* **Extrait retenu**:

◆ ◆ ◆ ◆ ◆ ◆ ◆

Une année électorale en Afrique de l’Ouest
De l’autre côté du continent, aussi, les Africains seront appelés aux urnes. Très attendues et reportées plusieurs fois, les législatives en Guinée, fixées le 16 février, promettent leur lot de contestation. Depuis le mois d’octobre, le pays est le théâtre de manifestations violemment réprimées. En cause : une réforme de la Constitution proposée par Alpha Condé, perçue comme un moyen pour le chef de l’État de briguer un troisième mandat. Le boycott des principales forces d’opposition au scrutin, face au Rassemblement pour le peuple de Guinée (RPG) au pouvoir, promet une année 2020 sous haute tension à Conakry.
La question du troisième mandat agitera aussi la Côte d’Ivoire, dont l’élection présidentielle est prévue le 31 octobre, soit dix ans après la crise électorale qui avait fait 3 000 morts. Depuis deux ans, Alassane Ouattara, empêché par la Constitution actuelle de se représenter, fait planer le suspense sur son éventuelle candidature. Interrogé à maintes reprises sur la question, le président est toujours resté évasif. Ce lundi 6 janvier, il a tout de même franchi un cap en annonçant, lors de ses vœux du Nouvel An, son intention de soumettre au Parlement des modifications de la Constitution. Et ce, dans le courant du premier trimestre. La concurrence sera, quoi qu’il en soit, rude pour le chef d’État. En face de lui, des « cadors » de la politique ivoirienne ont déjà placé leurs pions, à l’instar d’Henri Konan Bédié, chef du PDCI, et de l’ancien président de l’Assemblée nationale Guillaume Soro, sous le coup d’un mandat d’arrêt international depuis fin décembre.

◆ ◆ ◆ ◆ ◆ ◆ ◆

* **Données fournies**:

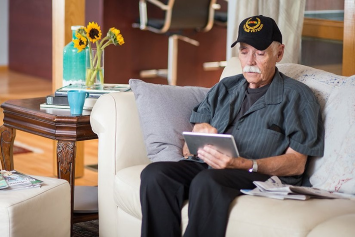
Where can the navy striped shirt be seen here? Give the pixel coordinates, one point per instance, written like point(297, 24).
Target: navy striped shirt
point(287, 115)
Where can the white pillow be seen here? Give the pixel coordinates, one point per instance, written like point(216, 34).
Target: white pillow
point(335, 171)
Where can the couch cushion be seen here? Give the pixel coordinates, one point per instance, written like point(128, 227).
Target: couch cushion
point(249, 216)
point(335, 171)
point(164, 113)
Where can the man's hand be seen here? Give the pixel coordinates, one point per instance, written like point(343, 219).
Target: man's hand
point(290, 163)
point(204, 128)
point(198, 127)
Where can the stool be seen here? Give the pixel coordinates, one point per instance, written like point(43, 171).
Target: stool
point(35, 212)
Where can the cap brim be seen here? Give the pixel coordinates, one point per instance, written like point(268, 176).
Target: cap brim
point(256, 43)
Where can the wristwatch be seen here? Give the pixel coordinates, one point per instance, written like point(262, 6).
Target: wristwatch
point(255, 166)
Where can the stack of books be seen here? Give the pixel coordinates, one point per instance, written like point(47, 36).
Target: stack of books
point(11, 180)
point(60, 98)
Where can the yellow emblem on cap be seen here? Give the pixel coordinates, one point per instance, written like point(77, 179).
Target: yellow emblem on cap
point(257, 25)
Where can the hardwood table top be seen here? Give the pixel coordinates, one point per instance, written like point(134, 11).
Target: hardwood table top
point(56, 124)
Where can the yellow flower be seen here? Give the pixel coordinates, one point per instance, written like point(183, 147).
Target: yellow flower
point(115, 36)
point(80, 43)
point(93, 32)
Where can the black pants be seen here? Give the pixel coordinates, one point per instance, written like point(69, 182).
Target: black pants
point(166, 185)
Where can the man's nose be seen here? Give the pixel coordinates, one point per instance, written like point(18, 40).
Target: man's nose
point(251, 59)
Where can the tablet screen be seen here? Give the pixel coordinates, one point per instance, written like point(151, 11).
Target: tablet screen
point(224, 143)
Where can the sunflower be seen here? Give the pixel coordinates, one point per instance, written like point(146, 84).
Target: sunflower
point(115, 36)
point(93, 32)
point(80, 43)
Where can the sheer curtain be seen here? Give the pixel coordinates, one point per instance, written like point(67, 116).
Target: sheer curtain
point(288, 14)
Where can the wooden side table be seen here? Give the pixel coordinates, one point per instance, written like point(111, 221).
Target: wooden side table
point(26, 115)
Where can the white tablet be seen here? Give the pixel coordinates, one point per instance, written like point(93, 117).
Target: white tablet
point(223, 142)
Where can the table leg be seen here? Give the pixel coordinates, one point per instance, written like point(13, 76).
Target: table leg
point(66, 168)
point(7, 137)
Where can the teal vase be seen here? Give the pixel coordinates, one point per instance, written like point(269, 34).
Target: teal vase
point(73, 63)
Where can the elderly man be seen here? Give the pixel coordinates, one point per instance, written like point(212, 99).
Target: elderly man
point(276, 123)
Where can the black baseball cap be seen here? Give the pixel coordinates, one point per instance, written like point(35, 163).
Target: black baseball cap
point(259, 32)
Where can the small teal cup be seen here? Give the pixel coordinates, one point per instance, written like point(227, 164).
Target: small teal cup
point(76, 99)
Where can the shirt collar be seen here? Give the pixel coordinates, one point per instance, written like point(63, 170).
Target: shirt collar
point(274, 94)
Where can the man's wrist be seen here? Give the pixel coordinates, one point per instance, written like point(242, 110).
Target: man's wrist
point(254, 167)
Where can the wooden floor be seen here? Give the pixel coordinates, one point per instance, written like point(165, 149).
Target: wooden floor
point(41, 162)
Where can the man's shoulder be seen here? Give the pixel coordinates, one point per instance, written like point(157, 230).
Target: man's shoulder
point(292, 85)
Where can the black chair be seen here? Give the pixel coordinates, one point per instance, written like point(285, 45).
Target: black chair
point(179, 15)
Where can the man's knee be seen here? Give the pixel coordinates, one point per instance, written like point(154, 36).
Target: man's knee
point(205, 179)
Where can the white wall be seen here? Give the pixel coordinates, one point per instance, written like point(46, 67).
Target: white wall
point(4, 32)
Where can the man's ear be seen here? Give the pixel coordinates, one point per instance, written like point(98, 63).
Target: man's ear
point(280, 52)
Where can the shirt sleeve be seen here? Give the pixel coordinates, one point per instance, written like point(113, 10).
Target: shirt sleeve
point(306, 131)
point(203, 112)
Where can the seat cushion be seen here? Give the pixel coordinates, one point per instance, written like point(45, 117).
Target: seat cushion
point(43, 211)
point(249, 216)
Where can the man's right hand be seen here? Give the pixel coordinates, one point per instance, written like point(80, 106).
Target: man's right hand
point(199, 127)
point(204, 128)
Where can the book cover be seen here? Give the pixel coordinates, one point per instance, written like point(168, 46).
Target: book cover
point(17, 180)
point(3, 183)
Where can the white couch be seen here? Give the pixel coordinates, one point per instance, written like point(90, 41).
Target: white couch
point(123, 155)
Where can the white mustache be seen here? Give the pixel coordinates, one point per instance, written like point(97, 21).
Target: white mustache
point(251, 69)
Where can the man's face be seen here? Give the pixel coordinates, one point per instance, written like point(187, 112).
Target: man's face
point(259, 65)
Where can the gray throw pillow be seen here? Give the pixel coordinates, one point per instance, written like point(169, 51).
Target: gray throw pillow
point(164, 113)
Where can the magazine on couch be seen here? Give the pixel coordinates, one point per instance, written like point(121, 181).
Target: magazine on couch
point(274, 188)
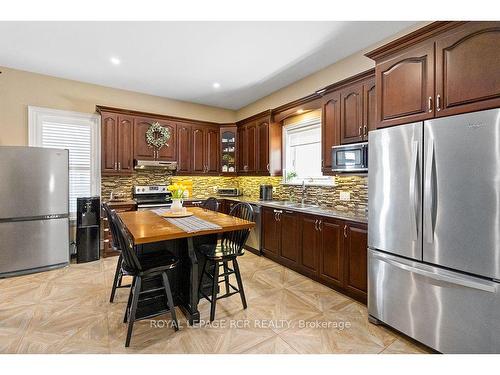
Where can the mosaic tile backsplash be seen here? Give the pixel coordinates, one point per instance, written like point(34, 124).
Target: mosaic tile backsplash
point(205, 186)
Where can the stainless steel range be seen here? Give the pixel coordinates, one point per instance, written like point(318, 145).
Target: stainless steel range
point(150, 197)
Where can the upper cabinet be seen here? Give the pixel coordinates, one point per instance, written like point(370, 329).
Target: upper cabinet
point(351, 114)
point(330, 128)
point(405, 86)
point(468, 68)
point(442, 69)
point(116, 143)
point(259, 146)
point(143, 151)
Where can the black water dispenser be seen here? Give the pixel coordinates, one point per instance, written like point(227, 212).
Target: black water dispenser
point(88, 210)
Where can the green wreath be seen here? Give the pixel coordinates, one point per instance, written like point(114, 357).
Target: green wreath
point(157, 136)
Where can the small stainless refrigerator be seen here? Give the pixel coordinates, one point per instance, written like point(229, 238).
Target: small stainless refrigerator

◆ ◆ ◆ ◆ ◆ ◆ ◆

* **Consignes de l'exercice**:
(1) D'après l'extrait consacré aux élections en Afrique de l'Ouest, à quelle date les législatives en Guinée sont-elles fixées ?
(2) Dans l'extrait consacré aux élections en Afrique de l'Ouest, reproduisez le passage allant de « Une année électorale » jusqu'à « tension à Conakry. » inclus, en remplaçant « manifestations » par « protestations ».

* **Réponses dans l'ordre**:
(1) Le 16 février.

(2)
Une année électorale en Afrique de l’Ouest
De l’autre côté du continent, aussi, les Africains seront appelés aux urnes. Très attendues et reportées plusieurs fois, les législatives en Guinée, fixées le 16 février, promettent leur lot de contestation. Depuis le mois d’octobre, le pays est le théâtre de protestations violemment réprimées. En cause : une réforme de la Constitution proposée par Alpha Condé, perçue comme un moyen pour le chef de l’État de briguer un troisième mandat. Le boycott des principales forces d’opposition au scrutin, face au Rassemblement pour le peuple de Guinée (RPG) au pouvoir, promet une année 2020 sous haute tension à Conakry.